## TASK PROMPT
Collect every line below that contains the word "Return", treating uppercase and lowercase as different.

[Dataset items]
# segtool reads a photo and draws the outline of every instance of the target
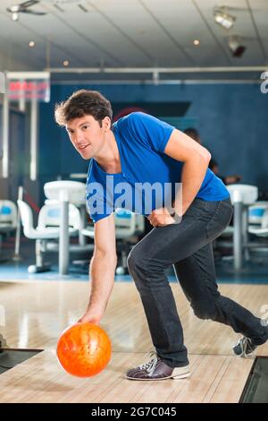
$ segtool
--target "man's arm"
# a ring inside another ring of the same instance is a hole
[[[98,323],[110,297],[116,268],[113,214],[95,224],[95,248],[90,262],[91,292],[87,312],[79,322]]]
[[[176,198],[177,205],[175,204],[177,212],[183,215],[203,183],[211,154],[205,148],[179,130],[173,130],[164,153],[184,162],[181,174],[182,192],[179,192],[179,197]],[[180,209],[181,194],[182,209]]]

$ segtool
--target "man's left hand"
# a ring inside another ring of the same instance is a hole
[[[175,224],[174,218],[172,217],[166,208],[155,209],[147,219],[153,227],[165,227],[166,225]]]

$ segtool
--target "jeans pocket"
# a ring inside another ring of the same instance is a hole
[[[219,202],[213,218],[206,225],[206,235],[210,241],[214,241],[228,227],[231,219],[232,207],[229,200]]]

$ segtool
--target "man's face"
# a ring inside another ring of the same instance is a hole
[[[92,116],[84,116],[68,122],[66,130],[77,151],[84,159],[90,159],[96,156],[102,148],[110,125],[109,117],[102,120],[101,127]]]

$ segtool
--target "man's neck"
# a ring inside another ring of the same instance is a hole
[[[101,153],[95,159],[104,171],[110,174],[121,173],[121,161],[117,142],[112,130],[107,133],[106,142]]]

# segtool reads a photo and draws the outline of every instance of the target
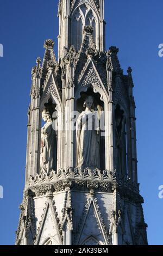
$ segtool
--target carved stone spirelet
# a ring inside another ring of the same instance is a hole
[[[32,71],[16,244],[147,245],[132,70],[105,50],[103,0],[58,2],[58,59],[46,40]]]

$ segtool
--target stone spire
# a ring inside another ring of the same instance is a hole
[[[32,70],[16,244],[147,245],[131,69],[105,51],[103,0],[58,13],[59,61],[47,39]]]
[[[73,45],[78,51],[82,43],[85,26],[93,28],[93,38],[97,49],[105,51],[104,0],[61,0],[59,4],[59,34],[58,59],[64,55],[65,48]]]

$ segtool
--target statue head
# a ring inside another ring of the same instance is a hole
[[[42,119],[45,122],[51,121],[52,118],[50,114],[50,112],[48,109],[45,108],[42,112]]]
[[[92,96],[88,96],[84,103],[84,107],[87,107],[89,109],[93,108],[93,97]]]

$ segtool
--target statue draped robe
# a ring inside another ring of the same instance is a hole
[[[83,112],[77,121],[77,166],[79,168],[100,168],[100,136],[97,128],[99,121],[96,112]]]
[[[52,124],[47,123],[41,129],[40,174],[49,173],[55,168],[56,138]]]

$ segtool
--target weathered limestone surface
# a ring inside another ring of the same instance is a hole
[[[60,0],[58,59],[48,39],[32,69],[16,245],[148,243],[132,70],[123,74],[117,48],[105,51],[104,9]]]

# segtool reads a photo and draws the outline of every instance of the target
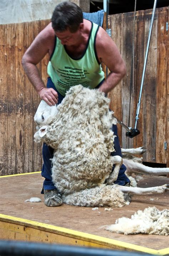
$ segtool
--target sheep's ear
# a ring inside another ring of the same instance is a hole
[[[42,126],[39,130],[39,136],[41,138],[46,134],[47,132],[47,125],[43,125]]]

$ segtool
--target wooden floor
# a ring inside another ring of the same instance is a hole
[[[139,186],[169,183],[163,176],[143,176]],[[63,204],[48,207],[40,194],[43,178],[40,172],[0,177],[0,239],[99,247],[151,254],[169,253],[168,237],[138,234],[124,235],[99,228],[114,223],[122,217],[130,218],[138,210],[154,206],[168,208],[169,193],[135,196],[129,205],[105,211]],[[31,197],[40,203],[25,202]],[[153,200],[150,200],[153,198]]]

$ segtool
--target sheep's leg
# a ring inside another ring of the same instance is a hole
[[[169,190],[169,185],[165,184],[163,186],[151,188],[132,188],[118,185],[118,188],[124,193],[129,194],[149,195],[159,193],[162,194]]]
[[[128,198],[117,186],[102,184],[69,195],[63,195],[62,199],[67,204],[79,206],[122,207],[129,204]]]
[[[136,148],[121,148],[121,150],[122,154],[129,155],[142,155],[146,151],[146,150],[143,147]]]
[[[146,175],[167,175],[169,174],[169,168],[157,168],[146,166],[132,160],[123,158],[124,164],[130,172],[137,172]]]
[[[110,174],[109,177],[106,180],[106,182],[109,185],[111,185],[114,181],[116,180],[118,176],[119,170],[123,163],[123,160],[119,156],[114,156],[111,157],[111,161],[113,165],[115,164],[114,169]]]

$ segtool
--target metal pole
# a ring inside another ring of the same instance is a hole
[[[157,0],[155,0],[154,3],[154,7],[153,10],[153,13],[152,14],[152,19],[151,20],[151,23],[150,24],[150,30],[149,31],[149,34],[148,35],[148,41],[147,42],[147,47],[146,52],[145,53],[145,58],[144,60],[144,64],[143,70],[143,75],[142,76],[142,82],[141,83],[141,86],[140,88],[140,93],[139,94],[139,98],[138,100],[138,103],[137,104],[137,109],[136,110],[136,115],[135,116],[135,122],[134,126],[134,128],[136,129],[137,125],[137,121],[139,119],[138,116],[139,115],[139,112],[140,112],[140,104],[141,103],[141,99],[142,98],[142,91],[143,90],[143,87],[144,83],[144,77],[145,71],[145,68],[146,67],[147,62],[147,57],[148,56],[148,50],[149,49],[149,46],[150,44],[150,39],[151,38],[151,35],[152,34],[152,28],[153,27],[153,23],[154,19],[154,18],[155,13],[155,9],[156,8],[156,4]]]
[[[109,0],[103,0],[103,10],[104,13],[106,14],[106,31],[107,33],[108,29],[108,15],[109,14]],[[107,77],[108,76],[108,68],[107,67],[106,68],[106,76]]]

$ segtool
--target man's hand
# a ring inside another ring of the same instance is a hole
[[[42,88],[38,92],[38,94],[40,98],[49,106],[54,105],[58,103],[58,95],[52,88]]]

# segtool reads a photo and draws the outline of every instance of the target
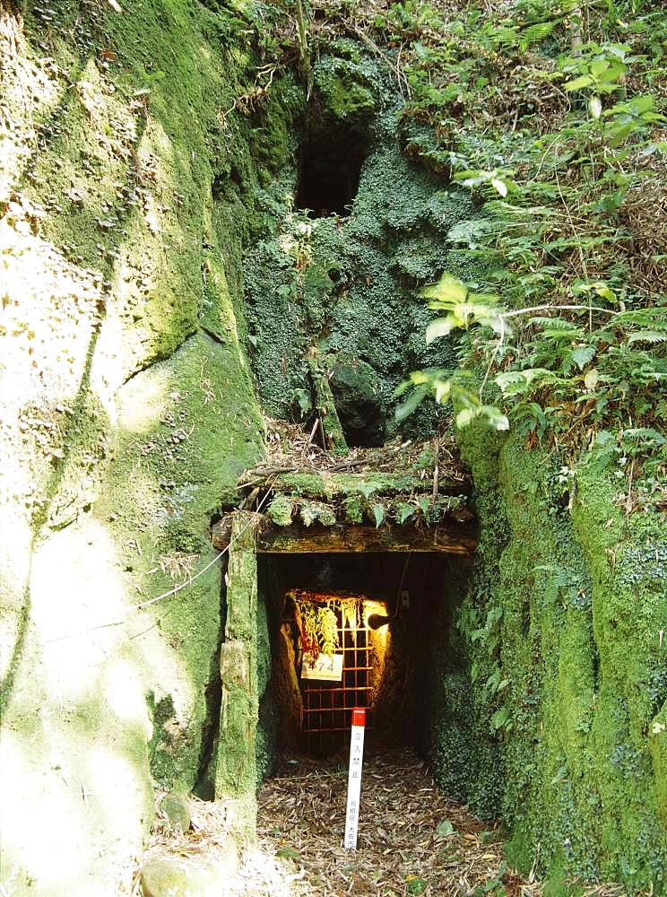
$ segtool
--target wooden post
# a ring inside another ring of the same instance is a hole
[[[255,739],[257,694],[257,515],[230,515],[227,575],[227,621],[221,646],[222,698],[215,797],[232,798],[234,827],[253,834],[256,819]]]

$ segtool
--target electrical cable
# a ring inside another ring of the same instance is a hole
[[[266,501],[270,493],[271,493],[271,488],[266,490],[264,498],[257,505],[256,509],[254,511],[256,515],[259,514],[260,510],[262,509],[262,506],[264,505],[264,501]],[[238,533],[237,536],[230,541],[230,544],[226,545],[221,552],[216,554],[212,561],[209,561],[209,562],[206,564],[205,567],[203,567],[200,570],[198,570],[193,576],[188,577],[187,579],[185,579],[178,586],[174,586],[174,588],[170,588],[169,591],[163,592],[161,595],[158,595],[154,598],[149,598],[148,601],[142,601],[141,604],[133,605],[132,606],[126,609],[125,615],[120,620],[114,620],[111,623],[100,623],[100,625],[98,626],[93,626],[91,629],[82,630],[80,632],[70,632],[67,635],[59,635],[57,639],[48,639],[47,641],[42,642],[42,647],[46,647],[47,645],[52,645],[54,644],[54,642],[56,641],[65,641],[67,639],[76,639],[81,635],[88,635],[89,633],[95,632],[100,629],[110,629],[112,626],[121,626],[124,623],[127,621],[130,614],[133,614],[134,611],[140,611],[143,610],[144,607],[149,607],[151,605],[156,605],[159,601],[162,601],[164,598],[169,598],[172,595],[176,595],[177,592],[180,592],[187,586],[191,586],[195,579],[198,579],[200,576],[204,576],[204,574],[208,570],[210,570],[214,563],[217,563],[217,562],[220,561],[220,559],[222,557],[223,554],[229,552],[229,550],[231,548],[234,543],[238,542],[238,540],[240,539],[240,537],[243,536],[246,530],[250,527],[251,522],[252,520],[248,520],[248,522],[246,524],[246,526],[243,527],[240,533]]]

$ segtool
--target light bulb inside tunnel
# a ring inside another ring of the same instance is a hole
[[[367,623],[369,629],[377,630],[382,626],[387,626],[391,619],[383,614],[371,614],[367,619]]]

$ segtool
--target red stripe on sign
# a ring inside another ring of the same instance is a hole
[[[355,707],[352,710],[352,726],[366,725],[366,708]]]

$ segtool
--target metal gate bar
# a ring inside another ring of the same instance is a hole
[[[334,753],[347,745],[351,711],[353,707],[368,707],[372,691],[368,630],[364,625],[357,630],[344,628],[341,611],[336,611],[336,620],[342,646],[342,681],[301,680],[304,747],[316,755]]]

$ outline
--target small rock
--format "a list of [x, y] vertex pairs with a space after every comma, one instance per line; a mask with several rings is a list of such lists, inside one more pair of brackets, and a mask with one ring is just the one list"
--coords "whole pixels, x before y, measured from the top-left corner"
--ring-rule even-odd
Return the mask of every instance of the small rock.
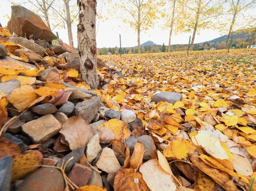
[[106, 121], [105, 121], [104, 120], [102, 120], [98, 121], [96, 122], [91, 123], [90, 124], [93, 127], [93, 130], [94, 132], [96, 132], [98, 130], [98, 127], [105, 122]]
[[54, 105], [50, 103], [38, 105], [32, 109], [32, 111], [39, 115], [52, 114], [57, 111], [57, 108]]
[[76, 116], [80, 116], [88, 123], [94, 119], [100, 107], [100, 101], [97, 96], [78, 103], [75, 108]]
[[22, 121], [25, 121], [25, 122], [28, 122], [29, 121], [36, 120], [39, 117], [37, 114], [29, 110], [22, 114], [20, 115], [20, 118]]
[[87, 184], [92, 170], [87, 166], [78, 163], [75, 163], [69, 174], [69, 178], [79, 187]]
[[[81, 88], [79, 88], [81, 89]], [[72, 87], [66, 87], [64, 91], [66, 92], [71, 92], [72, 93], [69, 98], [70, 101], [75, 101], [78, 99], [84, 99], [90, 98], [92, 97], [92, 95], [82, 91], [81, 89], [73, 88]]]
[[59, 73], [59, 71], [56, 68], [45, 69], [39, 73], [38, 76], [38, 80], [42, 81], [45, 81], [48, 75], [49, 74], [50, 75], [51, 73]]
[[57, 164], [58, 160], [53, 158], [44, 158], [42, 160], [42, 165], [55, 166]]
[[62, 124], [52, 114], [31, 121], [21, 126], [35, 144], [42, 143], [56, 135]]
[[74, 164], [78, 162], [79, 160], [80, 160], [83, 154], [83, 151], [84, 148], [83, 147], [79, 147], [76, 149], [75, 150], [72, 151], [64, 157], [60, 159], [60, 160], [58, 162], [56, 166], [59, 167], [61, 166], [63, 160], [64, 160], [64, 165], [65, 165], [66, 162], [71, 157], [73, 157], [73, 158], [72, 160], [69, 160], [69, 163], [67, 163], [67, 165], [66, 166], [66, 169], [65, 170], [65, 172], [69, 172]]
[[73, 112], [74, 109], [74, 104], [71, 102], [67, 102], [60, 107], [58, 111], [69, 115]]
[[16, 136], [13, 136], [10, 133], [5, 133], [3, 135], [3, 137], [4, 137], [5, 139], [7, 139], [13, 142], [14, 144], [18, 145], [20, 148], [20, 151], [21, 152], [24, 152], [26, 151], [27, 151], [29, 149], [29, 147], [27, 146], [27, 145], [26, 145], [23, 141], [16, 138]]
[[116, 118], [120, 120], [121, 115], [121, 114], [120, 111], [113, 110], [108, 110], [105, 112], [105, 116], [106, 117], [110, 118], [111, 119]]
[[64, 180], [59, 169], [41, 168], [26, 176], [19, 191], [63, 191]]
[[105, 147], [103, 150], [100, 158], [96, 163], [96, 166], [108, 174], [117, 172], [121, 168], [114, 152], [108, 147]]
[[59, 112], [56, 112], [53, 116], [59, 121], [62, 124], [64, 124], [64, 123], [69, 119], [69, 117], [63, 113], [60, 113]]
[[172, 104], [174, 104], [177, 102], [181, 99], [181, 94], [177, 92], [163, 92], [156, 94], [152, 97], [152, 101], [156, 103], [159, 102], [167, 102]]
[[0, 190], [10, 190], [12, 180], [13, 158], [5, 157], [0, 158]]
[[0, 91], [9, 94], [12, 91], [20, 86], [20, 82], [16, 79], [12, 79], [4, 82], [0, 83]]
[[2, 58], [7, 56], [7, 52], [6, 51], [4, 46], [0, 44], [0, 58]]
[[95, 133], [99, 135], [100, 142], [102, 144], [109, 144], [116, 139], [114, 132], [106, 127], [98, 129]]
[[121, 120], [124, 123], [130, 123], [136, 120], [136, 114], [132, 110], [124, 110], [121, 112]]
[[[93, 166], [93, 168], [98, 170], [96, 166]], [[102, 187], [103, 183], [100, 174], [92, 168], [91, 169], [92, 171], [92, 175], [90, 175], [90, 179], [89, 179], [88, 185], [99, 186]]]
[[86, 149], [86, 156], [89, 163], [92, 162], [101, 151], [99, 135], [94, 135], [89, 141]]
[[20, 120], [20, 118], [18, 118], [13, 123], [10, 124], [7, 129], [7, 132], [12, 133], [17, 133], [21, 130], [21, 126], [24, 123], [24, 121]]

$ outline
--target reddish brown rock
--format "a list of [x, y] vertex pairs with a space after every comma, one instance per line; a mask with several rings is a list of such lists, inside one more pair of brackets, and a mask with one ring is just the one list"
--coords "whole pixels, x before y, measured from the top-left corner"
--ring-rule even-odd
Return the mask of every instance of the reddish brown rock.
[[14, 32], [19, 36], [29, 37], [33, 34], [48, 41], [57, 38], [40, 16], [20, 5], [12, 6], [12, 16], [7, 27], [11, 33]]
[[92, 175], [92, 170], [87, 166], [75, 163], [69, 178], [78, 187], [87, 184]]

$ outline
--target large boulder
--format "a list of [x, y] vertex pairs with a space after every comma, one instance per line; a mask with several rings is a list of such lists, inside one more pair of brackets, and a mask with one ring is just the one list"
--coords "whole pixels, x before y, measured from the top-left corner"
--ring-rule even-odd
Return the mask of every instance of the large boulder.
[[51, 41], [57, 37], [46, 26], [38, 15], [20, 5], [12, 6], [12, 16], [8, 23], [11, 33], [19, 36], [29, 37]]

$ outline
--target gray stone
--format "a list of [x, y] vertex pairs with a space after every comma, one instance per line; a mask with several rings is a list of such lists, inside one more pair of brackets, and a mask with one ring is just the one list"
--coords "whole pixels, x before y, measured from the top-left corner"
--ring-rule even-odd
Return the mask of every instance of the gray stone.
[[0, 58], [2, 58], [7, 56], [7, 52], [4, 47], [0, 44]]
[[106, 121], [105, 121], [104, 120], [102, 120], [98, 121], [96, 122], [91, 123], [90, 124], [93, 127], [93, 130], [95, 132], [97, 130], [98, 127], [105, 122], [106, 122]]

## WRITTEN RESPONSE
Return the mask of every instance of the small rock.
Return the mask of every instance of the reddish brown rock.
Return the mask of every instance of the large boulder.
Return the mask of every instance of the gray stone.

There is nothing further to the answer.